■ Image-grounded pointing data
* * *

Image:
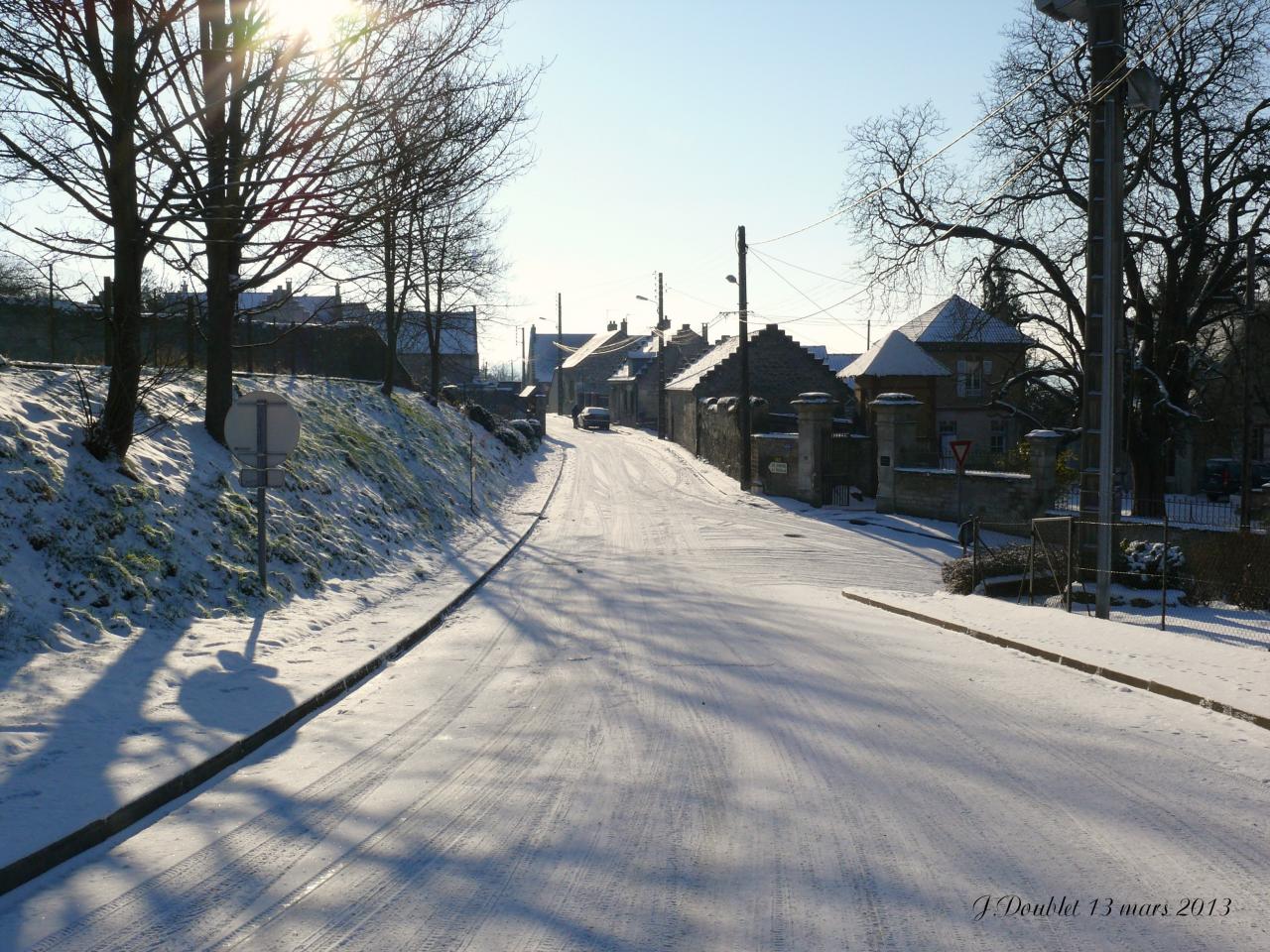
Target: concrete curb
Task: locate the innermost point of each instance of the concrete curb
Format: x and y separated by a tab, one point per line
1087	667
33	865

* * *

■ TASK DESCRIPTION
Reproduce all the entries that precede this task, word for word, minus any pictures.

■ THE ANSWER
Image:
Target: concrete curb
Task: locate the innermost point of each instance of the concrete curb
Format: x and y separated by a tab, one point per line
1087	667
33	865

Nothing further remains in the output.